**Exercise task:**
Starting at the line that contains "Mark one point on each instance of the shower curtain in", print every remaining line of the entries, unchanged, and output nothing more.

**Supplied records:**
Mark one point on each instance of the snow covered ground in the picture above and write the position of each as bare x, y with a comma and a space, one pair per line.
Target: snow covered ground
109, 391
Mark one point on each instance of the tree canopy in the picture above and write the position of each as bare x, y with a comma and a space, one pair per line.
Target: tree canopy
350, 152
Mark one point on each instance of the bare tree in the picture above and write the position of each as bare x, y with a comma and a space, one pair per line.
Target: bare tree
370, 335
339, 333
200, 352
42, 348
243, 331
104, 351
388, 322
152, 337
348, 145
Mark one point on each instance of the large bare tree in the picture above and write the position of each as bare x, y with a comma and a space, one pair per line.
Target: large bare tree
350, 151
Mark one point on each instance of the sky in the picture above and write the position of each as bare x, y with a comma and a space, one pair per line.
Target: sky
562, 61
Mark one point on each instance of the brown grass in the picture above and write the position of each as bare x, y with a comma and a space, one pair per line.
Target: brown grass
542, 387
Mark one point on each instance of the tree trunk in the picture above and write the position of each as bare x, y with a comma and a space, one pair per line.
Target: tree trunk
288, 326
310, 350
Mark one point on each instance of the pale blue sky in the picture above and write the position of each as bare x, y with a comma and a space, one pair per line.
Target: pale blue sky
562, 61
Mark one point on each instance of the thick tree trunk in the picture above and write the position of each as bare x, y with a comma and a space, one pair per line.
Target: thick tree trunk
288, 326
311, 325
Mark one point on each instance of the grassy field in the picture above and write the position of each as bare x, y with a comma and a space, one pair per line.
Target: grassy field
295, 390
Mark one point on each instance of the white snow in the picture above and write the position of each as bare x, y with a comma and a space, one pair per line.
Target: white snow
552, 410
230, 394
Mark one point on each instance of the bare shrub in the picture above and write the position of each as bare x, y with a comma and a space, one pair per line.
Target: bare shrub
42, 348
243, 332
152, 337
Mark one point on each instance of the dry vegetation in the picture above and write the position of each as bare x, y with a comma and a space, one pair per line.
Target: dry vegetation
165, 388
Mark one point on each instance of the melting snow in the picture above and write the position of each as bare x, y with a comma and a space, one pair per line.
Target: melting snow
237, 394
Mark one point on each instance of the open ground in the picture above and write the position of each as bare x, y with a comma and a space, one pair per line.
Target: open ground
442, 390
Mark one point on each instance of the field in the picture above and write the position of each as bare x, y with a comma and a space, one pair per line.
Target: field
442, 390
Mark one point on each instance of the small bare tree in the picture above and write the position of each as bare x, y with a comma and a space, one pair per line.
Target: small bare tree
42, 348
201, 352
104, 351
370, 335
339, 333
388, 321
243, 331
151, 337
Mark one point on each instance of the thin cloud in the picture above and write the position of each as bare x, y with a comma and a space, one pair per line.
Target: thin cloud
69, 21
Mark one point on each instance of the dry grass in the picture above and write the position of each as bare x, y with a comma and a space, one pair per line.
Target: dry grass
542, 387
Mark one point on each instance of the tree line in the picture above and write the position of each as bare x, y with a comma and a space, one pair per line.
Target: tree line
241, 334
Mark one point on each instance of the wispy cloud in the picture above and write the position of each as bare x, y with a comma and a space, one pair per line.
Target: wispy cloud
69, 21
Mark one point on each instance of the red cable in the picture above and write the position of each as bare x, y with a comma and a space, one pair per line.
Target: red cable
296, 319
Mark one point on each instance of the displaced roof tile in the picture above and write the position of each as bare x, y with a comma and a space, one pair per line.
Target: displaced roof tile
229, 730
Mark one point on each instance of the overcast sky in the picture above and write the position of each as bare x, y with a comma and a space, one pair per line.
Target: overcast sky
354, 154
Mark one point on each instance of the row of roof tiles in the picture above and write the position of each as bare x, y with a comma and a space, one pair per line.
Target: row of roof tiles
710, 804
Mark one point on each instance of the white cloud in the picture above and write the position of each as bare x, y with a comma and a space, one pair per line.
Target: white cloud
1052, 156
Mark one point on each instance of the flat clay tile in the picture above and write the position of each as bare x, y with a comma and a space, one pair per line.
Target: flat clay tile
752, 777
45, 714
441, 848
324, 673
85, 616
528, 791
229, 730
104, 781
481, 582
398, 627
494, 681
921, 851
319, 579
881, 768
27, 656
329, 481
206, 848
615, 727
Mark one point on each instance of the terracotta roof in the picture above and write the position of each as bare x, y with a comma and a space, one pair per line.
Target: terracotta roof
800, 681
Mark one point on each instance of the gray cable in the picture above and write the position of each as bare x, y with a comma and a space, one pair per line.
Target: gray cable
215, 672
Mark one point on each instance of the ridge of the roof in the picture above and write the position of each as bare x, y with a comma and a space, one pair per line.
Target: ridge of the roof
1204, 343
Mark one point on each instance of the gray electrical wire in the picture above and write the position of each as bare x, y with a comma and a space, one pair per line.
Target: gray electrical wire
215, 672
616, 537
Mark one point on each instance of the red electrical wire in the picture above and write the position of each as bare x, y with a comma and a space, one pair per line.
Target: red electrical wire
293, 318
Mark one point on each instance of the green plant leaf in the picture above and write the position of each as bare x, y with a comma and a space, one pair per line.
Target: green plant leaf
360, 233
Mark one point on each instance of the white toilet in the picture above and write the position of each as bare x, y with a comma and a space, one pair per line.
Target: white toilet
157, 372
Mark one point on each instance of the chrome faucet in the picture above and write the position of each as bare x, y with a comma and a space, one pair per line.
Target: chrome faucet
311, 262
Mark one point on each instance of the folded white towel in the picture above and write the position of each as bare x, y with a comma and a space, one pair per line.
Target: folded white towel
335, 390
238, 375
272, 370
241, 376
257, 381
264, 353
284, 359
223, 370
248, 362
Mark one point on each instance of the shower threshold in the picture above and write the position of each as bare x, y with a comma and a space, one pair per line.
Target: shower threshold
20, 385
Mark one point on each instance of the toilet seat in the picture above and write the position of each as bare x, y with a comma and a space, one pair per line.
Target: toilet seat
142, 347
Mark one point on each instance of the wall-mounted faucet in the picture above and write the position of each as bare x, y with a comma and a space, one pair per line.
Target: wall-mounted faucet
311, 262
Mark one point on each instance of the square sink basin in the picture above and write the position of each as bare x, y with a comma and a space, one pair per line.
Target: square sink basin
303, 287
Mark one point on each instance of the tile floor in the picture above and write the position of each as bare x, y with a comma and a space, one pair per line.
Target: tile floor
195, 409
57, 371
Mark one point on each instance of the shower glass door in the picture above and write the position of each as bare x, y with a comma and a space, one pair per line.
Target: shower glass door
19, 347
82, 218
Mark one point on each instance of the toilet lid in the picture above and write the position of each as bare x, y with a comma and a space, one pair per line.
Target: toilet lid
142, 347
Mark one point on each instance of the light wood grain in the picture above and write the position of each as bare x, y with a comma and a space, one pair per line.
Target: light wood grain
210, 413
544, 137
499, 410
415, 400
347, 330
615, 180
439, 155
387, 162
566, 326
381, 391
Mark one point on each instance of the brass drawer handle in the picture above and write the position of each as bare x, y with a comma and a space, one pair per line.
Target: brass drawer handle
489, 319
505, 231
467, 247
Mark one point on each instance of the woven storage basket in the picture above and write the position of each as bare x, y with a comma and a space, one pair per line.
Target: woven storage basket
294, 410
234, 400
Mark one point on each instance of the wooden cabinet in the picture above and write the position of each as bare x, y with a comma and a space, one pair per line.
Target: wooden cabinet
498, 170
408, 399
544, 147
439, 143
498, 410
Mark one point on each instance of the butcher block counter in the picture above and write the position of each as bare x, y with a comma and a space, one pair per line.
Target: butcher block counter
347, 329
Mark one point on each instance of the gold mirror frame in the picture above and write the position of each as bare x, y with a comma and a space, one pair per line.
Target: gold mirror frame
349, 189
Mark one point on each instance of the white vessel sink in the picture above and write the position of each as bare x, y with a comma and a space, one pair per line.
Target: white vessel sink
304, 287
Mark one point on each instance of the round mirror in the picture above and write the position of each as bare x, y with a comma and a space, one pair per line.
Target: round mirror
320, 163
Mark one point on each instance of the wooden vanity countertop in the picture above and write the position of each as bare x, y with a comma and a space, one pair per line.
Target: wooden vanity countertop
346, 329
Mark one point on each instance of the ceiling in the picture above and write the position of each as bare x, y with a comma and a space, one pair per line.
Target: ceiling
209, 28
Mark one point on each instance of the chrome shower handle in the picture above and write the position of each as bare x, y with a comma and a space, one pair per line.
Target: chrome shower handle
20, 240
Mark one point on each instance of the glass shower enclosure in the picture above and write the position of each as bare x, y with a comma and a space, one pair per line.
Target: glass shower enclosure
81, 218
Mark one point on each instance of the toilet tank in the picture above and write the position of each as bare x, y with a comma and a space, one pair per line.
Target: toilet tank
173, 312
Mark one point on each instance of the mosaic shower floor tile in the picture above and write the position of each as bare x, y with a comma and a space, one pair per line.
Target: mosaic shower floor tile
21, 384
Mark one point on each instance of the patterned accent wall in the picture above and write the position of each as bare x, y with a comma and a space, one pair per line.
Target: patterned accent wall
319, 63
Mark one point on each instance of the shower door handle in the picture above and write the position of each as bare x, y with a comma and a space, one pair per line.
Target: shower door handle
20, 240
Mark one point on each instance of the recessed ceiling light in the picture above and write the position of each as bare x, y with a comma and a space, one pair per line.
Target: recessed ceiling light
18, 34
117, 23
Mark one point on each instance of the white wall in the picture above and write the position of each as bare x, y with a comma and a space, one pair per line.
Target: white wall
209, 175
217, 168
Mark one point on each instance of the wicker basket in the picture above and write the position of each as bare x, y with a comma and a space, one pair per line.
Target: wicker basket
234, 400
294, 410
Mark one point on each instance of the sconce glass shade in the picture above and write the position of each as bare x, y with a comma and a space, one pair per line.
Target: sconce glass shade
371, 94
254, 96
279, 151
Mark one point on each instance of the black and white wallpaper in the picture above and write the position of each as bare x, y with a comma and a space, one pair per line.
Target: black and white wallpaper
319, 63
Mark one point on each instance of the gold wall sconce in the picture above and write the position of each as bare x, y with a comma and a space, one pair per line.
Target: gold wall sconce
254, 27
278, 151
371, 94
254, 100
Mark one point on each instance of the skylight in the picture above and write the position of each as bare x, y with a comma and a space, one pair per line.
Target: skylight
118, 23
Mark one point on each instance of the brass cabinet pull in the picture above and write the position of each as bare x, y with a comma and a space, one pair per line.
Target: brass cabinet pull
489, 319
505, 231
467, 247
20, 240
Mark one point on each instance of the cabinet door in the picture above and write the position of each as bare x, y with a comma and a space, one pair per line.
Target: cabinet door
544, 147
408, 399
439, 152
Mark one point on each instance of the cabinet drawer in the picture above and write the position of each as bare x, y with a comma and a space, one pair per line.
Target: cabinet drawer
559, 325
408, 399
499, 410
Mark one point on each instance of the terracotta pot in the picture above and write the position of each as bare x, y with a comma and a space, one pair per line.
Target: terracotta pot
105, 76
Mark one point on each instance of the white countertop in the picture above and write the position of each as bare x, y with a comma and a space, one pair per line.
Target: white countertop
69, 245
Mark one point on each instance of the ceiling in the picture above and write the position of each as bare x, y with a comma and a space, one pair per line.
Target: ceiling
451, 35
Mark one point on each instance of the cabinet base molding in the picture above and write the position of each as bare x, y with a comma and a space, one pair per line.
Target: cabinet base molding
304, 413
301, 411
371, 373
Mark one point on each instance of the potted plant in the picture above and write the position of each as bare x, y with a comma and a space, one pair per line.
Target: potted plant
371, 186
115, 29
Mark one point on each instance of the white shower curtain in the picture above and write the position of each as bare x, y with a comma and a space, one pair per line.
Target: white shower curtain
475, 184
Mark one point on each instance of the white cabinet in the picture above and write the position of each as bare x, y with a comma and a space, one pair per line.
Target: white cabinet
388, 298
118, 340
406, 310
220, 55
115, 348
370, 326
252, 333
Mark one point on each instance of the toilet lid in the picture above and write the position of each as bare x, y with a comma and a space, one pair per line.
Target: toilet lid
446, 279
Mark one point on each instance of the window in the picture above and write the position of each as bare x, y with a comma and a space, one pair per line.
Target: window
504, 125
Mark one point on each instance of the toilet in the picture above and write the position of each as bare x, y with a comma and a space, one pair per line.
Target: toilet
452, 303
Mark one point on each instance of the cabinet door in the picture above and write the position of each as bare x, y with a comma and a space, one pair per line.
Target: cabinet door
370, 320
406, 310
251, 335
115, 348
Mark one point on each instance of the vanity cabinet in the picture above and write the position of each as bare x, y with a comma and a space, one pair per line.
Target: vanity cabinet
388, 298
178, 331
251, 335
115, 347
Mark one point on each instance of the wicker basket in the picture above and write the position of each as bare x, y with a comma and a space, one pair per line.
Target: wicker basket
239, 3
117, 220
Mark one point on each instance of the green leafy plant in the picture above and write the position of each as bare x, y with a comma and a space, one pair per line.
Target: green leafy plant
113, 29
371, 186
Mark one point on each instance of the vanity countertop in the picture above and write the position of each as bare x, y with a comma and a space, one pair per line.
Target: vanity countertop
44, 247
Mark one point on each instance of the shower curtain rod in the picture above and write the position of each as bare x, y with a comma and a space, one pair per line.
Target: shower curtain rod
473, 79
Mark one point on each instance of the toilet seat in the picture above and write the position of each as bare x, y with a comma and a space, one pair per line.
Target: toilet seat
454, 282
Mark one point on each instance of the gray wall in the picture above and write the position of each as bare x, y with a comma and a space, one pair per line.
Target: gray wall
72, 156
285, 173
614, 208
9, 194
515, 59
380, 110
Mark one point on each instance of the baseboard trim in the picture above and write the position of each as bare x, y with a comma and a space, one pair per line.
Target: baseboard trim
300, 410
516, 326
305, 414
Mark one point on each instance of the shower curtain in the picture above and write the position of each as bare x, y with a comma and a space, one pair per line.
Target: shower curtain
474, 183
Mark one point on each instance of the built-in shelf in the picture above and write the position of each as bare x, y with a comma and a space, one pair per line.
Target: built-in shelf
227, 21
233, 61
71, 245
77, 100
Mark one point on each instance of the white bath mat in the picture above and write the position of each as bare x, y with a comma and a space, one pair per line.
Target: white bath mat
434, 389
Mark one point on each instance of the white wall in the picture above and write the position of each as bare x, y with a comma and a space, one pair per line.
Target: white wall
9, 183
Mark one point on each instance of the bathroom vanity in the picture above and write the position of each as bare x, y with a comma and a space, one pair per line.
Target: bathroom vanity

**Exercise solution:**
Mark one point on each instance of the shower curtain in the picture above and write the position of each as bare x, y with a comma and a space, one pair per line.
Target: shower curtain
474, 183
Mark one point on each instance of the built-in shelf in the picture above and write the position of each as bare x, y with a comma and a space, one pair per line.
Target: built-in shelf
227, 21
233, 61
71, 245
77, 100
Mark one point on each instance of the white bath mat in the picture above and write the position of each as bare x, y with a comma and a space, one pair per line.
Target: white bath mat
434, 389
Mark one point on each instance of the white wall in the picture above and write the position of each as bare x, y with a comma and a space, one pair per line.
Target: white wall
9, 183
Mark one point on each instance of the bathroom vanity in the picture above and write the position of each as bare x, y with a comma and a space, one pair per line.
Target: bathroom vanity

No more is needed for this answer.